→ **GOAL**
Convert every line of the data below into a numbered list, skipping any blank lines.

(Source records)
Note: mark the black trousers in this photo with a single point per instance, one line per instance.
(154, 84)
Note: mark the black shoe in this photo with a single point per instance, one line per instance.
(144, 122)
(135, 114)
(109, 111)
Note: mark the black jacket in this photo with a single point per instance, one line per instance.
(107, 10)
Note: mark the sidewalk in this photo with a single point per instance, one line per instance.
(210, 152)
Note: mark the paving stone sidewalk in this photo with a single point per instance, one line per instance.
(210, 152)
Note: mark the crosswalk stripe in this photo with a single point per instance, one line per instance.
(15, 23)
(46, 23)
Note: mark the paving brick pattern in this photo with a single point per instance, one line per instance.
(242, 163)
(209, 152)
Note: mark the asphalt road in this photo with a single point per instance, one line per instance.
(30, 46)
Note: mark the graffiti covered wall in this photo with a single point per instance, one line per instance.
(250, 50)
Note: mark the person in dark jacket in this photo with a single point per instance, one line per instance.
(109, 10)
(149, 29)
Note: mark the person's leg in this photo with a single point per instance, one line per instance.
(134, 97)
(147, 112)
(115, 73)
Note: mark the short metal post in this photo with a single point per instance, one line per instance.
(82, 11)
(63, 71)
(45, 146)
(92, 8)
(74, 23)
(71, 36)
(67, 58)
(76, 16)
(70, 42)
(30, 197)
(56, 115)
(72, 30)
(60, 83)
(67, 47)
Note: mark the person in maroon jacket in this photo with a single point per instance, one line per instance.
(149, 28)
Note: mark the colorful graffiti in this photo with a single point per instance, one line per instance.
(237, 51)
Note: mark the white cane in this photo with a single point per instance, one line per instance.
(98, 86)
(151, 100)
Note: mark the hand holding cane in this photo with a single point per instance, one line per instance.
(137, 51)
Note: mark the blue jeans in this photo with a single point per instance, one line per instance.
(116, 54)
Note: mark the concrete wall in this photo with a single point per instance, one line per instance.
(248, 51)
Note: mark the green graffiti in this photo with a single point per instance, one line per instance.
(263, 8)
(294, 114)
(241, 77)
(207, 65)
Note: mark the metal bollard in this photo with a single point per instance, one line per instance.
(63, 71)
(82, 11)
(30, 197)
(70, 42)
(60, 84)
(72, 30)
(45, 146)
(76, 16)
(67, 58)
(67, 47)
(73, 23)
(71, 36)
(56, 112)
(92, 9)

→ **RESPONSE TO THIS TASK**
1. Note: mark the black trousers in this photo with a single point per instance, one line per instance.
2. (154, 84)
3. Note: mark the black shoe in this photo with a single point per instance, one line per instance.
4. (144, 122)
5. (135, 114)
6. (109, 111)
7. Note: mark the black jacket in this photo with a single point per instance, one line per instance.
8. (107, 10)
9. Note: mark the sidewalk in this photo with a single point per instance, one line per instance.
10. (210, 152)
11. Note: mark the paving stone sidewalk in this photo with a single point per instance, one line per instance.
12. (210, 152)
13. Note: mark the crosswalk stripe in this photo with a single point per instance, one line per instance.
14. (15, 23)
15. (46, 23)
16. Note: mark the paving brick pattern in this photo with a single point per instance, one line per instance.
17. (242, 163)
18. (209, 152)
19. Note: mark the asphalt road in this photo with a single point per instance, one line per instance.
20. (30, 46)
21. Note: mark the graffiti covered wall in this photo with a single point per instance, one line per instance.
22. (250, 50)
23. Note: mark the person in dark jacket in this photo with a single point per instance, one line per instance.
24. (109, 10)
25. (149, 29)
26. Note: mark the person's leg in this photo with a single point per instance, one line per instance.
27. (134, 97)
28. (147, 112)
29. (115, 73)
30. Note: mark the short metal post in this photo with a single point per instance, one line per instance.
31. (82, 11)
32. (63, 71)
33. (45, 146)
34. (92, 8)
35. (74, 23)
36. (71, 36)
37. (67, 58)
38. (76, 16)
39. (70, 42)
40. (30, 197)
41. (56, 115)
42. (72, 30)
43. (60, 83)
44. (67, 47)
45. Note: mark the person in maroon jacket in this photo with a single point per instance, one line per instance.
46. (149, 28)
47. Note: mark the colorful graffiti in this photo with a single point per instance, one line per instance.
48. (237, 51)
49. Note: mark the white cane in this photo with a single point per instance, one line per instance.
50. (98, 86)
51. (151, 100)
52. Note: mark the hand holding cane in this photo with a single point per instance, one line per instance.
53. (137, 51)
54. Note: mark the blue jeans in this photo with a single point per instance, one line per instance.
55. (116, 54)
56. Note: mark the concrete wall in this photo with a single point per instance, one line per instance.
57. (248, 51)
58. Note: mark the green graffiti in this photo with a single point per instance, one line per instance.
59. (263, 8)
60. (294, 114)
61. (241, 77)
62. (207, 65)
63. Note: mark the metal bollard in this photo with a single point per instance, one line per instance.
64. (63, 71)
65. (82, 11)
66. (30, 197)
67. (70, 42)
68. (60, 84)
69. (72, 30)
70. (45, 146)
71. (76, 16)
72. (67, 58)
73. (67, 47)
74. (73, 23)
75. (71, 36)
76. (56, 112)
77. (92, 9)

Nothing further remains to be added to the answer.